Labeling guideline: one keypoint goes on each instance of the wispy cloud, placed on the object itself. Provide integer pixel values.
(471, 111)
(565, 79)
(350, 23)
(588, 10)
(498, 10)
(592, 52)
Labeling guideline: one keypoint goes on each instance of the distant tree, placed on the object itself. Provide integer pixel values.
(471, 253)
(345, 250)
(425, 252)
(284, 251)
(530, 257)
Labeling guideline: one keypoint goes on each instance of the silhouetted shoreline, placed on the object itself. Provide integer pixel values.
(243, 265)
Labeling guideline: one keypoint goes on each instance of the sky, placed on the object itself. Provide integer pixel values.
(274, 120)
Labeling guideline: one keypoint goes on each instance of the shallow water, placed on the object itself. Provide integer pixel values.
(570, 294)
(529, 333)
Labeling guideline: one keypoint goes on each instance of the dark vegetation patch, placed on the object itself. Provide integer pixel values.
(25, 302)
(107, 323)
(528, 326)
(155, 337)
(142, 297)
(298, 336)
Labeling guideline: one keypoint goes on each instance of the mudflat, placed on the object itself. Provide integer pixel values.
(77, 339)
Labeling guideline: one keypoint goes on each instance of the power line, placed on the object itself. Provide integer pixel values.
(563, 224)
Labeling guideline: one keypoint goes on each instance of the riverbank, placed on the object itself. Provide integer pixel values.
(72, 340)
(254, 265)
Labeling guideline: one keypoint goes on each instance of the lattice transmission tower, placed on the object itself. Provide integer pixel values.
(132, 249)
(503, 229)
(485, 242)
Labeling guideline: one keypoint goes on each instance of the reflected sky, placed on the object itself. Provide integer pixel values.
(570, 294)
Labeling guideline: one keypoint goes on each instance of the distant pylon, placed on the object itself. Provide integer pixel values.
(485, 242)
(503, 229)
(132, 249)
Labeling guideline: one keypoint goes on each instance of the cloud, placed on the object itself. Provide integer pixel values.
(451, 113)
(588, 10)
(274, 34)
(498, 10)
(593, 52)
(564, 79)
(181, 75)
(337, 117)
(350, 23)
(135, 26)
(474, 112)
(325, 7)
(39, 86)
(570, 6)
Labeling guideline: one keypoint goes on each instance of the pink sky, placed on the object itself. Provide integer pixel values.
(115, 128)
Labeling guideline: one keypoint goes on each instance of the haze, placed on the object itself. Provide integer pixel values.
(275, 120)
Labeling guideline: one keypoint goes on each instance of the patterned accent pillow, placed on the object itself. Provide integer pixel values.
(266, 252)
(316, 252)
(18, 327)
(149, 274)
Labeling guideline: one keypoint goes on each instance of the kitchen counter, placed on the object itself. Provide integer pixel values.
════════
**EXERCISE GOAL:**
Please turn every line of the listing above into a numbered list, leaving out any blank lines.

**EXERCISE RESPONSE:**
1. Labeling guideline: one keypoint goes on each instance of the wispy cloud, placed on the object itself. Provide integer pixel values.
2. (471, 111)
3. (565, 79)
4. (350, 23)
5. (588, 10)
6. (498, 10)
7. (592, 52)
8. Labeling guideline: one keypoint goes on each instance of the distant tree, placed on the object itself. Provide integer pixel values.
9. (471, 253)
10. (345, 250)
11. (425, 252)
12. (284, 251)
13. (530, 257)
14. Labeling guideline: one keypoint goes on each instance of the silhouetted shoreline, placed on the object itself. Provide integer pixel values.
15. (243, 265)
16. Labeling guideline: one keypoint goes on each instance of the sky, placed on the object itself. Provide integer pixel values.
17. (274, 120)
18. Labeling guideline: one keypoint goes on each instance of the shallow water, placed on the object itself. Provide integer pixel values.
19. (570, 294)
20. (529, 333)
21. Labeling guideline: one keypoint goes on each instance of the dark vegetation patch, placed on the object itself. Provide integer pixel values.
22. (25, 302)
23. (107, 323)
24. (528, 326)
25. (155, 337)
26. (142, 297)
27. (298, 336)
28. Labeling guideline: one keypoint goes on each instance of the mudflat, placed on the object itself. Provide integer pixel values.
29. (77, 339)
30. Labeling guideline: one keypoint goes on each instance of the power line, placed on the object itself. Provide integer pixel values.
31. (563, 224)
32. Labeling guideline: one keypoint goes on each instance of the riverbank, placed on the object itself. Provide integer pixel values.
33. (72, 340)
34. (254, 265)
35. Labeling guideline: one keypoint goes on each instance of the lattice transmission tower, placed on the object itself. Provide integer pixel values.
36. (132, 249)
37. (503, 229)
38. (485, 242)
39. Labeling guideline: one keypoint goes on each instance of the reflected sky, placed on the object itself. Provide integer pixel values.
40. (570, 294)
41. Labeling guideline: one keypoint goes on each instance of the distant pylon, placed on the object itself. Provide integer pixel values.
42. (485, 242)
43. (503, 229)
44. (132, 249)
45. Labeling guideline: one keypoint goes on each instance of the cloud, placed on the object itself. Provide integer pixel values.
46. (451, 113)
47. (588, 10)
48. (274, 34)
49. (498, 10)
50. (593, 52)
51. (564, 79)
52. (181, 75)
53. (337, 117)
54. (350, 23)
55. (135, 26)
56. (474, 112)
57. (325, 7)
58. (39, 86)
59. (570, 6)
60. Labeling guideline: one keypoint goes on each instance of the pink sky, placed on the object itself. Provide integer pixel values.
61. (115, 128)
62. Labeling guideline: one keypoint goes on each instance of the haze, placed on the object itself. Provide integer pixel values.
63. (275, 120)
64. Labeling guideline: one keypoint goes on each instance of the patterned accent pillow, placed on the object itself. Provide integer pixel values.
65. (266, 252)
66. (316, 252)
67. (18, 327)
68. (149, 274)
69. Labeling guideline: one keypoint goes on each instance of the kitchen counter, placed on the object itself. Provide integer pixel values.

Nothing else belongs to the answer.